> What the task requires: All of the entries should be restated word for word, but without their pictures.

START Supplied material

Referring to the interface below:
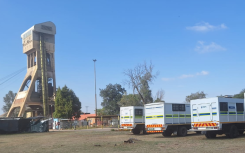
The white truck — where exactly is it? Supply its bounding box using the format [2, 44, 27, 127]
[120, 106, 145, 134]
[145, 102, 192, 137]
[190, 96, 245, 138]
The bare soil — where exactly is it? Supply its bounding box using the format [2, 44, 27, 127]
[0, 129, 245, 153]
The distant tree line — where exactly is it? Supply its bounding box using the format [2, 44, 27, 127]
[185, 91, 207, 102]
[233, 89, 245, 99]
[185, 89, 245, 103]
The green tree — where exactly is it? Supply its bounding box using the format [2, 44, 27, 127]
[233, 89, 245, 99]
[185, 91, 207, 102]
[97, 108, 107, 116]
[2, 90, 16, 113]
[53, 85, 81, 119]
[154, 98, 162, 102]
[154, 89, 165, 102]
[100, 84, 126, 115]
[118, 93, 142, 106]
[140, 79, 153, 103]
[123, 61, 158, 104]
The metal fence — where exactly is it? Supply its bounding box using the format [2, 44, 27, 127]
[52, 116, 120, 130]
[87, 116, 119, 128]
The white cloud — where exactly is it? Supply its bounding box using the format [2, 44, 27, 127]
[179, 74, 195, 79]
[220, 24, 227, 29]
[196, 71, 209, 76]
[162, 71, 209, 81]
[162, 78, 175, 81]
[186, 22, 227, 32]
[179, 71, 209, 79]
[195, 41, 226, 53]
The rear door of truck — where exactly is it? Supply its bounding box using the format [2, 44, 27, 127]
[193, 102, 217, 122]
[120, 107, 133, 129]
[197, 103, 212, 122]
[145, 103, 164, 132]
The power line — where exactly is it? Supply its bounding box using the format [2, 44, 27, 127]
[0, 72, 24, 91]
[0, 67, 26, 81]
[0, 67, 26, 86]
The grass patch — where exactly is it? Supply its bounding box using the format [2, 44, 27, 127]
[1, 131, 245, 152]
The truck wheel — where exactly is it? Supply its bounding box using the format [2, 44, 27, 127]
[205, 131, 216, 138]
[143, 129, 147, 134]
[209, 133, 216, 138]
[205, 132, 210, 138]
[177, 126, 187, 137]
[228, 125, 238, 138]
[238, 130, 244, 135]
[132, 129, 140, 135]
[162, 130, 172, 137]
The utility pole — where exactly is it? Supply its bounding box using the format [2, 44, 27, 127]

END Supplied material

> Task output:
Referring to the interface below:
The white truck — where exactly is it? Supply its bounding box using the format [2, 44, 27, 127]
[120, 106, 145, 134]
[145, 102, 192, 137]
[190, 96, 245, 138]
The bare soil — where exactly is it? Supply its bounding box using the format [2, 44, 27, 127]
[0, 129, 245, 153]
The distant tree line — where exactly is it? Supply its bounding box using the format [2, 44, 27, 127]
[185, 91, 207, 102]
[233, 89, 245, 99]
[185, 89, 245, 103]
The green tree — where exactly is it? Supply its bounding box using the format [2, 44, 27, 127]
[233, 89, 245, 99]
[185, 91, 207, 102]
[97, 108, 107, 116]
[2, 90, 16, 113]
[53, 85, 81, 119]
[154, 98, 162, 102]
[154, 89, 165, 102]
[100, 84, 126, 115]
[118, 93, 142, 106]
[140, 79, 153, 103]
[123, 61, 158, 104]
The metal fence — where exactly is it? Supply its bounding box using the format [2, 44, 27, 127]
[52, 116, 120, 130]
[87, 116, 119, 128]
The white cloud — where exactly is it? Supply its bounding box using the format [2, 44, 27, 127]
[179, 74, 195, 79]
[220, 24, 227, 29]
[196, 71, 209, 76]
[162, 71, 209, 81]
[162, 78, 175, 81]
[186, 22, 227, 32]
[179, 71, 209, 79]
[195, 41, 226, 53]
The rear door of truck — where exactly is it? Supply its bounding box using the format [2, 44, 27, 127]
[193, 102, 217, 122]
[120, 107, 133, 129]
[197, 103, 212, 122]
[145, 103, 164, 132]
The power line — where exactly is it? Supply its bounding box using the format [2, 44, 27, 127]
[0, 72, 24, 91]
[0, 67, 26, 81]
[0, 67, 26, 86]
The grass patch — where exactly is it? Supply its bounding box using the format [2, 44, 27, 127]
[1, 131, 245, 152]
The truck wheel — where exactly is it? Supply its bounding box using the format [2, 44, 27, 127]
[205, 131, 216, 138]
[143, 129, 147, 134]
[209, 133, 216, 138]
[205, 132, 210, 138]
[177, 126, 187, 137]
[228, 125, 238, 138]
[238, 130, 244, 135]
[132, 129, 140, 135]
[162, 130, 172, 137]
The utility pole — where exactly is it? Supply its bounding box using the format [2, 44, 27, 127]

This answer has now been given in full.